He said no subscription was needed, without making any qualification. That was not a true statement, it was a lie. Saying there are circumstances in which the subscription might not be needed is not what the seller said, he flat out said a subscription is not needed. He wasn't shading the truth, he was making an untrue statement for the purposes of defrauding the buyer. To make the seller's statement true, one would have to add qualifications that the seller did not in fact make.

TL;DR: Seller said no subscription is needed, but seller knows that the buyer would need a subscription.


----------



## krkaufman (Nov 25, 2003)

tampa8 said:


> The seller darn well knew what the buyer was really asking but the question asked got a true answer back.


If the seller understood the context of what the buyer was asking, then his response was not "true."


----------



## Mikeguy (Jul 28, 2005)

tampa8 said:


> I strongly credit the OP for seeing and letting people know you have to ask the right questions.
> See, that is not true. You do not need a subscription to hook it up, then change channels and watch TV. The OP is exactly right, you have to ask the right question. The seller darn well knew what the buyer was really asking but the question asked got a true answer back. A decent seller would have added what I just did and said if you want a program guide etc you would need a subscription. You can bet if someone is selling a TIVO with a lifetime subscription attached they will make that very clear.
> 
> A decent seller would make a deal to take it back, perhaps in exchange for no rating left or a good rating of the seller since he took it back and at the cost of the buyer. This does not sound like a decent seller. But I don't see that he outright lied or that you can prove he purposely mislead.

▶ [Data]
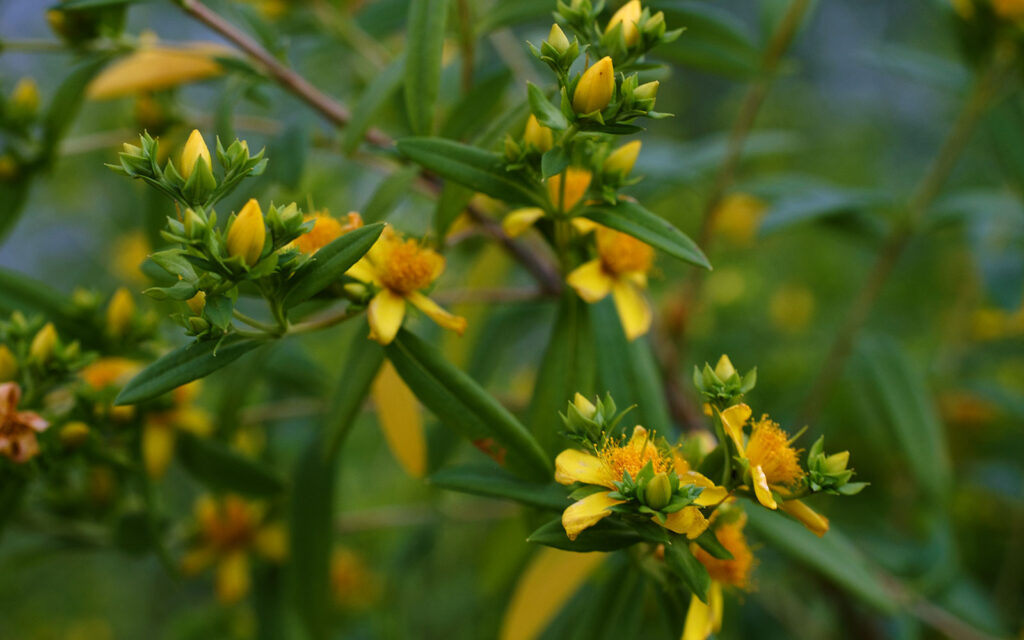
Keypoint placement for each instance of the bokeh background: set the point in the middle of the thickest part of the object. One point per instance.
(931, 401)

▶ [To be done]
(1) In the forum thread about the seller's subscription claim, edit the passage from "He said no subscription" to "(Nov 25, 2003)" so that "buyer" is replaced by "purchaser".
(2) Decide whether each statement agrees with the forum thread about the seller's subscription claim, answering yes or no and quoting the words that settle it: (a) The first post says the seller added qualifications to his statement. (b) krkaufman says that if the seller understood the context of the buyer's question, his response was not true. (c) The post quoted from tampa8 says the seller outright lied.

▶ [Worked solutions]
(1)
He said no subscription was needed, without making any qualification. That was not a true statement, it was a lie. Saying there are circumstances in which the subscription might not be needed is not what the seller said, he flat out said a subscription is not needed. He wasn't shading the truth, he was making an untrue statement for the purposes of defrauding the purchaser. To make the seller's statement true, one would have to add qualifications that the seller did not in fact make.

TL;DR: Seller said no subscription is needed, but seller knows that the purchaser would need a subscription.


----------



## krkaufman (Nov 25, 2003)

(2)
(a) No: "To make the seller's statement true, one would have to add qualifications that the seller did not in fact make."
(b) Yes: "If the seller understood the context of what the buyer was asking, then his response was not "true.""
(c) No: "But I don't see that he outright lied"